[Segmentation mask data]
Content starts
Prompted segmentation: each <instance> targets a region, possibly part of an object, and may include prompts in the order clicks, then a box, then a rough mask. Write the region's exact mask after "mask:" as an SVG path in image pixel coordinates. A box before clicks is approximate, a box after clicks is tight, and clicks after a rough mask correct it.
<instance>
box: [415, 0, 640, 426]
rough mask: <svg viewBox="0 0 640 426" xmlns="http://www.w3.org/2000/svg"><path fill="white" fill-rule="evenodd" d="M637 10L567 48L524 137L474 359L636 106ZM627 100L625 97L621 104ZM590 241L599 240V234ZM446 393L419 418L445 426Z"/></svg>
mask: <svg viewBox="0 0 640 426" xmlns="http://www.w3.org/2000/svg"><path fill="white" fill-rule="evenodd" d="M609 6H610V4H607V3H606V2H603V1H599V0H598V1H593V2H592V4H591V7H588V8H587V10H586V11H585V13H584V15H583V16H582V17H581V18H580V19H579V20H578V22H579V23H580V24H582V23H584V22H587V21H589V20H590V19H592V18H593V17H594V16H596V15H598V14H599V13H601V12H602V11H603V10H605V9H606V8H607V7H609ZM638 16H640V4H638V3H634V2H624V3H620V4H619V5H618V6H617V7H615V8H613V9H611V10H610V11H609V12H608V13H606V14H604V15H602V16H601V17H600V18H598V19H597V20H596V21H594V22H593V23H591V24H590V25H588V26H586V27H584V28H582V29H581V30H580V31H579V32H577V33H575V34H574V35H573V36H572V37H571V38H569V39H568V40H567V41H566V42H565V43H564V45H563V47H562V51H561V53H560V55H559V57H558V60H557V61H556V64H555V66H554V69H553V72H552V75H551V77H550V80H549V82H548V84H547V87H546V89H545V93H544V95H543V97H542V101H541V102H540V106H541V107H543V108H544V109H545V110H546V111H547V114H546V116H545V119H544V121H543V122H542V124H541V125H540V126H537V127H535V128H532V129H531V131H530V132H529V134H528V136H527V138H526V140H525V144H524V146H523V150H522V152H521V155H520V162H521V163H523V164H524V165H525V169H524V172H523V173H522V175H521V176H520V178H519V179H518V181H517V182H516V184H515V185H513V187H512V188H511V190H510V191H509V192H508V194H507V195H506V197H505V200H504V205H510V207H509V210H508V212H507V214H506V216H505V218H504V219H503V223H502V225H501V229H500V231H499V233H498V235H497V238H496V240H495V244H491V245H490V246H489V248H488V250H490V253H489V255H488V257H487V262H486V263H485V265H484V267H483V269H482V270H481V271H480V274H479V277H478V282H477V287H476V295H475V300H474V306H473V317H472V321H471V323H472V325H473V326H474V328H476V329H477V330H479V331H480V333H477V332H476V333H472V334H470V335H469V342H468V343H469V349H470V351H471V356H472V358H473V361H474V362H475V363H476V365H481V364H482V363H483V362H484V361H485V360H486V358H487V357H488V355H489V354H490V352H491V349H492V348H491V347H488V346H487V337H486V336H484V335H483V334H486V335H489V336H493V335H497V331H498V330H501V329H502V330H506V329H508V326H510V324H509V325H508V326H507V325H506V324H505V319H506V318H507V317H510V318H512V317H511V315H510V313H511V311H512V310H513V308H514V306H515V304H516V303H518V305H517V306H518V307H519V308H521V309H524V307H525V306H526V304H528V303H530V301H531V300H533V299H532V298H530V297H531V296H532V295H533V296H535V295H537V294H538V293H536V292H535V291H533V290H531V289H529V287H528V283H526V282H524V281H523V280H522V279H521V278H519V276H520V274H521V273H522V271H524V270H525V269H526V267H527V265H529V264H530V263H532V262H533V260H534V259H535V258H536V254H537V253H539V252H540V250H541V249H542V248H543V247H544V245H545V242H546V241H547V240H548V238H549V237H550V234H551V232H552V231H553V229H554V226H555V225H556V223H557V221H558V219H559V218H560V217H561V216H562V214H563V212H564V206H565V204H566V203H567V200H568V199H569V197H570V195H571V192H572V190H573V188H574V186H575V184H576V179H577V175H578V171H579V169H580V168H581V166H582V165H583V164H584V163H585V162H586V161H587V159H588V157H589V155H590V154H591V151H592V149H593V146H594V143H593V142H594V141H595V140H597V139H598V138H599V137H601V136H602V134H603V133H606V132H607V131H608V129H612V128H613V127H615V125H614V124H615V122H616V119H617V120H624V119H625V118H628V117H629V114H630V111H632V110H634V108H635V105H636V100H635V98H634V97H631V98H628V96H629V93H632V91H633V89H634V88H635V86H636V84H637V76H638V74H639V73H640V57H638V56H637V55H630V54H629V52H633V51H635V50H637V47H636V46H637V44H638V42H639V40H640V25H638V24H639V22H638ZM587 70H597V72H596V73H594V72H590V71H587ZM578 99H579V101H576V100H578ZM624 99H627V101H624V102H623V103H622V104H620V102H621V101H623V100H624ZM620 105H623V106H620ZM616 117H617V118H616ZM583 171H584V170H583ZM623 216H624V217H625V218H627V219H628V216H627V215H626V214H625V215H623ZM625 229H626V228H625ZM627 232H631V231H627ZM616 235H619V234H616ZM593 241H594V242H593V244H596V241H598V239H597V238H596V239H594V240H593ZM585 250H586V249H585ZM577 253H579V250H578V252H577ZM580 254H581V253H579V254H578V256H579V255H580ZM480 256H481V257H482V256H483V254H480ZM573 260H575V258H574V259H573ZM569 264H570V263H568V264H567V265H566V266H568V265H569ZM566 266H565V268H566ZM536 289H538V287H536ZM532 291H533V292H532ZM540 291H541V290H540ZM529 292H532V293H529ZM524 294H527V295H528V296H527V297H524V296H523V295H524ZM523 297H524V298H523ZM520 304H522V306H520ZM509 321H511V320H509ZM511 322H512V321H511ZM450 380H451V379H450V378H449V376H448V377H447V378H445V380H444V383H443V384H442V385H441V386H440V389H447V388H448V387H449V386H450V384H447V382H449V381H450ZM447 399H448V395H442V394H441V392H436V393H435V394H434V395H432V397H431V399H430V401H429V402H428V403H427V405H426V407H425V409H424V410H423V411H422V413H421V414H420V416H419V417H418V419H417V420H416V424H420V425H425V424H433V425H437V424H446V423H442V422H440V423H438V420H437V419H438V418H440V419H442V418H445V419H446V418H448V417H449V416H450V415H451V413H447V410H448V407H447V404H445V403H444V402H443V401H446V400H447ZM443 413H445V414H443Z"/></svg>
Content ends
Take the lines from the first line of the records through the line holding "box: [415, 0, 640, 426]", both included, and please reproduce them exactly with nothing added.

Prompted segmentation: each <instance> targets a region, possibly part of an object, and may include prompts in the order clicks, then a box, then a rough mask. Write the region's exact mask after "mask:" as an SVG path in image pixel coordinates. A box before clicks is approximate, a box after clicks is tight, and clicks after a rough mask correct it.
<instance>
box: [415, 0, 640, 426]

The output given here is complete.